● REQUIRED ACTION: Find every line containing "plant" in the records below and report the tally as a bare number.

**** ENTRIES SHOWN ****

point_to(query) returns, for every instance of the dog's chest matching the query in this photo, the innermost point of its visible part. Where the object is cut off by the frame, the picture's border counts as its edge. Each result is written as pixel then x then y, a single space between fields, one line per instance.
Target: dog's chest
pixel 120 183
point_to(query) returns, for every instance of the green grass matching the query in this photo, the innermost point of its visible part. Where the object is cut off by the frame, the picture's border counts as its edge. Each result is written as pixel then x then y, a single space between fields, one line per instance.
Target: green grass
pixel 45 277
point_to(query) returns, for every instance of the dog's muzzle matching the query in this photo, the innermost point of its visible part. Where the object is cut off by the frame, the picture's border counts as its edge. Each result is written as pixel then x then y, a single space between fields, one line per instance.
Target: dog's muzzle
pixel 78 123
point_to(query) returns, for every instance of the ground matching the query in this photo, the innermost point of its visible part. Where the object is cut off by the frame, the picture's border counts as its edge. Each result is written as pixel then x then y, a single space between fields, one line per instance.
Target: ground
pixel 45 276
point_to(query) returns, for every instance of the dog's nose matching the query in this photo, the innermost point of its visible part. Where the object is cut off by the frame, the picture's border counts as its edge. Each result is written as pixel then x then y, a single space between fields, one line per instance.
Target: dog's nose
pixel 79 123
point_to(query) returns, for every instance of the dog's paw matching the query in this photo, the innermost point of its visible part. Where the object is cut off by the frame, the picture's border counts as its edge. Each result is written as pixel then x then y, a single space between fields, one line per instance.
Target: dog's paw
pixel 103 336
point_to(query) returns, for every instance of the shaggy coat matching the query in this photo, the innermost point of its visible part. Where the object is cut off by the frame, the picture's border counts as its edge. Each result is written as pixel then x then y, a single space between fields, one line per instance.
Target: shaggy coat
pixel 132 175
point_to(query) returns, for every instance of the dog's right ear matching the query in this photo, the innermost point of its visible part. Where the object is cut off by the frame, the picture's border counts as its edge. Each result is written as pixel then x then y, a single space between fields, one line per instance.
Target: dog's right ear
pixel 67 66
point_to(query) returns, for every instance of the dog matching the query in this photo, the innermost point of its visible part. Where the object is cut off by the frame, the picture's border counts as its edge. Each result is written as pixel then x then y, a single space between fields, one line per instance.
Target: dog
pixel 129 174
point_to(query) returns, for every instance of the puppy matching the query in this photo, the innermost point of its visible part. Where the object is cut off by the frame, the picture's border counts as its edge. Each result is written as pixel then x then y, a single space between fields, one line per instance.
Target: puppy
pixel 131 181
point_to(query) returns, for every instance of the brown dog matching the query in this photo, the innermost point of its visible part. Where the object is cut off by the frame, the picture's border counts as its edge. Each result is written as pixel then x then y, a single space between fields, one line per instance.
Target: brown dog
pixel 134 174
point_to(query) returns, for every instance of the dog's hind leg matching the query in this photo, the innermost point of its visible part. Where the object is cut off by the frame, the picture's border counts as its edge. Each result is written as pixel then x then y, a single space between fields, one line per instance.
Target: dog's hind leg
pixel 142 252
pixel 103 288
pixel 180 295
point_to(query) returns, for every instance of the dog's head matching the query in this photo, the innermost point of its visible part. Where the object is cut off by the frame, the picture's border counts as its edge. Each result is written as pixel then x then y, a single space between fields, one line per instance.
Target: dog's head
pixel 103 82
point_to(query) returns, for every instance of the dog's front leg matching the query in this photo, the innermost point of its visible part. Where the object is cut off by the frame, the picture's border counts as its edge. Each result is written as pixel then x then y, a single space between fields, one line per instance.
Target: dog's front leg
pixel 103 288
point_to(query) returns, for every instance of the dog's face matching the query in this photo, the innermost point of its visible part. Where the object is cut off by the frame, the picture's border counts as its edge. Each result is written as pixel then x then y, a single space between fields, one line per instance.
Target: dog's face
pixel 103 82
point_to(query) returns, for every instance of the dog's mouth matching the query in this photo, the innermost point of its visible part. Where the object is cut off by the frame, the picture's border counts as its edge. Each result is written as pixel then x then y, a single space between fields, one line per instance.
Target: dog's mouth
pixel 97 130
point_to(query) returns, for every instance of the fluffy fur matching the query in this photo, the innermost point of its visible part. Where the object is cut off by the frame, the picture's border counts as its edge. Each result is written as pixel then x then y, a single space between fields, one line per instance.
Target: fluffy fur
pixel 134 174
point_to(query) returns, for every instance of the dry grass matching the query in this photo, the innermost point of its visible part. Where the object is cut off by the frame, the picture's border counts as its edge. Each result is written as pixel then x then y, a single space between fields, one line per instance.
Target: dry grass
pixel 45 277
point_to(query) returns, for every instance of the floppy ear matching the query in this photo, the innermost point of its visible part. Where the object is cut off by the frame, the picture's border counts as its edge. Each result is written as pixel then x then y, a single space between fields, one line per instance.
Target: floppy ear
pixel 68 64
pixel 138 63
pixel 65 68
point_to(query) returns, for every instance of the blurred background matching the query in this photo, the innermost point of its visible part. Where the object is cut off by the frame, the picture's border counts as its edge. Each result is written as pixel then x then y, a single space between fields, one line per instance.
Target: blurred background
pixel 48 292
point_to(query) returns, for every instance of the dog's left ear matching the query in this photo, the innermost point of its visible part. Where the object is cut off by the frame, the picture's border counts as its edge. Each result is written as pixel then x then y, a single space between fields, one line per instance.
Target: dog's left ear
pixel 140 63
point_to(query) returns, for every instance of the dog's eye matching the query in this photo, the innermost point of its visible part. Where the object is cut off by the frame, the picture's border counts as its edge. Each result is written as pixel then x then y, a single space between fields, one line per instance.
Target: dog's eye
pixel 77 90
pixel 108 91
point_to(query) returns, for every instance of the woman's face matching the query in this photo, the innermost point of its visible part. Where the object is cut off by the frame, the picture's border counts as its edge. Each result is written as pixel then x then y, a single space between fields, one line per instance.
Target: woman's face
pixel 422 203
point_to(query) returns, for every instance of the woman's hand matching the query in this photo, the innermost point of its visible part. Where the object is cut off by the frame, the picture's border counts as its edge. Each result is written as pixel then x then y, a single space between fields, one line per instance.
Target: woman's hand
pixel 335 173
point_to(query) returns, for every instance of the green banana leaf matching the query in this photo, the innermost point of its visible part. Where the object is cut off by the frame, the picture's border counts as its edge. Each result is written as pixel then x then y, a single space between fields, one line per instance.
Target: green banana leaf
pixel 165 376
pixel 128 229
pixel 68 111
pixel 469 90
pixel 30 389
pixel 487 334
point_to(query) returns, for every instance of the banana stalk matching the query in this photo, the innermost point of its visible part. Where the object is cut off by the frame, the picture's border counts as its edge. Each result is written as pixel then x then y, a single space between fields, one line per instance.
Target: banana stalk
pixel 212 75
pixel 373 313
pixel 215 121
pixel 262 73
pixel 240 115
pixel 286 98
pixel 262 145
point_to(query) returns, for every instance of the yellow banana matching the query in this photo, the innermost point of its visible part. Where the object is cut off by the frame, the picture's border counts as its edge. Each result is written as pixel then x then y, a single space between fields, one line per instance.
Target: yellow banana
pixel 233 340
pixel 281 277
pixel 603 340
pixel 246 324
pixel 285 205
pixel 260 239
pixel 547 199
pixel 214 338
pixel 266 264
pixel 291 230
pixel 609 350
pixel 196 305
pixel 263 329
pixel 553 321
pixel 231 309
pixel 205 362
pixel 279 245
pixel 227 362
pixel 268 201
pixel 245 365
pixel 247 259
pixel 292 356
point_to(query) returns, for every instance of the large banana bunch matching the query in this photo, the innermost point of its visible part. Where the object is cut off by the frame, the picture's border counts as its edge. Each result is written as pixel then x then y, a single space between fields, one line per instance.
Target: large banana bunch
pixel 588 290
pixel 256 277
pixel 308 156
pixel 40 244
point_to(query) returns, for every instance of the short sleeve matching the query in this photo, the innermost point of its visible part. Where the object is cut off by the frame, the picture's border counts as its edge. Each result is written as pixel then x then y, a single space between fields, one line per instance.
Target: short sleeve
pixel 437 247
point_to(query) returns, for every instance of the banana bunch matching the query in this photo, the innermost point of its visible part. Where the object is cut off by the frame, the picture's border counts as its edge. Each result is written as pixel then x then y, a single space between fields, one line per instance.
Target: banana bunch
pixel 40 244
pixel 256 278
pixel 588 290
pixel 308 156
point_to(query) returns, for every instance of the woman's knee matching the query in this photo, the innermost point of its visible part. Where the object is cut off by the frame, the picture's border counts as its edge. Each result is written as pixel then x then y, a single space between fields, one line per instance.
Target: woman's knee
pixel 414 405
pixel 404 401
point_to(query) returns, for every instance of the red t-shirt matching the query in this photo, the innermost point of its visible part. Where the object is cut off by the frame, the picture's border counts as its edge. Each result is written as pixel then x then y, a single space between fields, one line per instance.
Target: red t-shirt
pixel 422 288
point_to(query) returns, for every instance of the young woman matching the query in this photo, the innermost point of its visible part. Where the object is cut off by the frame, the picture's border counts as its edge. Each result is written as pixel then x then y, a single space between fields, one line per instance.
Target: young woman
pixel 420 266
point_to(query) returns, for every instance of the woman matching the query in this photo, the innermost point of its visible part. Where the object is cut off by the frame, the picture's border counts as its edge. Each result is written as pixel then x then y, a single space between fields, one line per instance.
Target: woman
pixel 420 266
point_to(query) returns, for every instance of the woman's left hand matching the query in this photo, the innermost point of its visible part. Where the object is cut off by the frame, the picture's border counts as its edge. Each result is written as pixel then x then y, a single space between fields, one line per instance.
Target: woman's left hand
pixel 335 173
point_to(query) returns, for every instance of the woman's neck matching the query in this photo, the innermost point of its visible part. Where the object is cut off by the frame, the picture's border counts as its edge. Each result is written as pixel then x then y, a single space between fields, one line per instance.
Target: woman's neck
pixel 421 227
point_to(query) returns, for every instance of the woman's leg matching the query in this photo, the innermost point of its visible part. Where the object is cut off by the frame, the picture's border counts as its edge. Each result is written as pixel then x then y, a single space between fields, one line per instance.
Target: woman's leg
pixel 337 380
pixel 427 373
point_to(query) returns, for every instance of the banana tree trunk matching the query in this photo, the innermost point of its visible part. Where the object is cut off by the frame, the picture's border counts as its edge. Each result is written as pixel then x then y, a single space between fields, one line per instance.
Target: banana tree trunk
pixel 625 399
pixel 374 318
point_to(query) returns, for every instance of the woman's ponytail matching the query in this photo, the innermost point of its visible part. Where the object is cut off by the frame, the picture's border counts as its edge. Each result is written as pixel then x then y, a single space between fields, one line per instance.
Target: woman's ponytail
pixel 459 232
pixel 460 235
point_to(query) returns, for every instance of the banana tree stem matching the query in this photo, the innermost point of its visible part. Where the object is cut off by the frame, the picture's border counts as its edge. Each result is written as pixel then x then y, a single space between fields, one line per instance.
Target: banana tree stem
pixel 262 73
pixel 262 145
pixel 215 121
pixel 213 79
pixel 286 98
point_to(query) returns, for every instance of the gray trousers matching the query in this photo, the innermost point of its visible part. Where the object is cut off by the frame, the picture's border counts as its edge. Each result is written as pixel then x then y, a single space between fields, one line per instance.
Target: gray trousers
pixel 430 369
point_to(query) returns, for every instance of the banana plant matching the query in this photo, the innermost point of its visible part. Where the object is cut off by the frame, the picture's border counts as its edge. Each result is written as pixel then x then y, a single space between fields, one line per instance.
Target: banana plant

****

● COMPLETED EXERCISE: 2